▶ _What to produce_: Change "dark" to "black" in the records from the line with "Query: man's short dark hair" through the end, and return those lines with nothing else altered.

▶ _Provided material_:

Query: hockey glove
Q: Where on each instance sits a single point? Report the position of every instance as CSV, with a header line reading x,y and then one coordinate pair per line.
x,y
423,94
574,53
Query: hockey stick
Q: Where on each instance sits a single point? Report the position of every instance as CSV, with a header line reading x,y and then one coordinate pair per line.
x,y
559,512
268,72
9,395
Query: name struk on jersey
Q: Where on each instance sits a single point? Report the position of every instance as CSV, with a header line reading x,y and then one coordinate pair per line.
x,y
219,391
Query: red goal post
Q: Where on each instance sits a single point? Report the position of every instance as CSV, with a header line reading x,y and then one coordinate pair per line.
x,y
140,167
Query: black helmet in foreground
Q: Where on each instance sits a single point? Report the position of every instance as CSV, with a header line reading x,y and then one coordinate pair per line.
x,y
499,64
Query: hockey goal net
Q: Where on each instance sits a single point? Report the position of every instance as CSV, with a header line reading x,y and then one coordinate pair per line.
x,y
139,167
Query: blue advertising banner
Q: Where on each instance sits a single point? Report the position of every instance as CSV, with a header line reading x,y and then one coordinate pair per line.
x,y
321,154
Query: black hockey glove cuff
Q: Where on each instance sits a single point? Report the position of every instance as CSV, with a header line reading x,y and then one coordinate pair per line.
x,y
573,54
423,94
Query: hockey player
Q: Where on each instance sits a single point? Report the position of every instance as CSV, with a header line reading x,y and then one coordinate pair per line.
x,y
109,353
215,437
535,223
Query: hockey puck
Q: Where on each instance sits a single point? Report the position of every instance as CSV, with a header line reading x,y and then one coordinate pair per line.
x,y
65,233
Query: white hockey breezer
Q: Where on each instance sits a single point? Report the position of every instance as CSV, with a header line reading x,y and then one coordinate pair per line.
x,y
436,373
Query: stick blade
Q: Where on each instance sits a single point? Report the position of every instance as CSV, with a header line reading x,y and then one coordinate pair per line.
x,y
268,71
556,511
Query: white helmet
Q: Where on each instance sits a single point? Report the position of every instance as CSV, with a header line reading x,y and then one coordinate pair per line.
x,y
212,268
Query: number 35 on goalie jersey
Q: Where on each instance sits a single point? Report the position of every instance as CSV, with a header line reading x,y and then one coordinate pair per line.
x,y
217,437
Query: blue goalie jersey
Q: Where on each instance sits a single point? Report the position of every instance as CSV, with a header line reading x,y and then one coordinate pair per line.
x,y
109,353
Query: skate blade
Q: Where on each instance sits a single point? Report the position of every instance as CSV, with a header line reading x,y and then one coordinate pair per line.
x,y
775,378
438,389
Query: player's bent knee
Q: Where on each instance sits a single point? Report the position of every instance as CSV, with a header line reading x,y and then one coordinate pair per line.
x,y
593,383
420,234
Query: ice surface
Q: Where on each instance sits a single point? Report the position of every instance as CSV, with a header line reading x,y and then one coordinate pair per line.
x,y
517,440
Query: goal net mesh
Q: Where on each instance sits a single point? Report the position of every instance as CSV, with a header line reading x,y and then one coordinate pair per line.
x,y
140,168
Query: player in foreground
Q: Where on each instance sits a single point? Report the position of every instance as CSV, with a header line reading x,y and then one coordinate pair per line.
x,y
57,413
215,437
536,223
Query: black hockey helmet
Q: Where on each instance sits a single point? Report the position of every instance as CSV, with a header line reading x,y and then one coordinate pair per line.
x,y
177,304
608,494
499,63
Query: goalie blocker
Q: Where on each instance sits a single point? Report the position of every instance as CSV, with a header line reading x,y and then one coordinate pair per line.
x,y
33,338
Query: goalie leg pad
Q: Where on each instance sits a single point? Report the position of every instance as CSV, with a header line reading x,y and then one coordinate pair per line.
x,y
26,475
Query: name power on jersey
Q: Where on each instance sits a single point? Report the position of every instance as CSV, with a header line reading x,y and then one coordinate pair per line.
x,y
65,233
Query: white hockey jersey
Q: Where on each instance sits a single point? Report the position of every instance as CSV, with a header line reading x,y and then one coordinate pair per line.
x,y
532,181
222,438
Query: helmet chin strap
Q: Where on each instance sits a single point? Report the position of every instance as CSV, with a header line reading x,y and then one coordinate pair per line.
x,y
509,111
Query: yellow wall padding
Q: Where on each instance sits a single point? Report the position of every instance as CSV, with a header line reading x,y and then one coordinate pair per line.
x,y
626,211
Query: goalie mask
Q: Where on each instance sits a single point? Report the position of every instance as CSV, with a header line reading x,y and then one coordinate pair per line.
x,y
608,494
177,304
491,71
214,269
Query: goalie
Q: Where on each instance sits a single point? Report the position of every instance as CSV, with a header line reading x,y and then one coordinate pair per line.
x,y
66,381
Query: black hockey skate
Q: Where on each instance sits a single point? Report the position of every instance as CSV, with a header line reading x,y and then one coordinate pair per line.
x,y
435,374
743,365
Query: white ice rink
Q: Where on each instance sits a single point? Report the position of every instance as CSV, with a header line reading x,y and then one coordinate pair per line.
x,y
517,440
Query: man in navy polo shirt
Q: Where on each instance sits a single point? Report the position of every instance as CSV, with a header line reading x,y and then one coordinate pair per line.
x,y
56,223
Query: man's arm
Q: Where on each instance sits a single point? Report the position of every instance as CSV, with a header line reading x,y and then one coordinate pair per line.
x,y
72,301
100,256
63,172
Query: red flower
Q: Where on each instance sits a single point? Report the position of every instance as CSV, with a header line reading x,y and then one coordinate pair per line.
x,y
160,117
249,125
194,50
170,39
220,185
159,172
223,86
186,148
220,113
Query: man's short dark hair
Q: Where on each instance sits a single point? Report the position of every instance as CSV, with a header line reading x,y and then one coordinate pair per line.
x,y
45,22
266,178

▶ _Result below_:
Query: man's short black hair
Q: Where on each instance sits a single point? Report the position of every instance as CSV, with a header line reading x,y and then one coordinate pair per line.
x,y
45,22
266,178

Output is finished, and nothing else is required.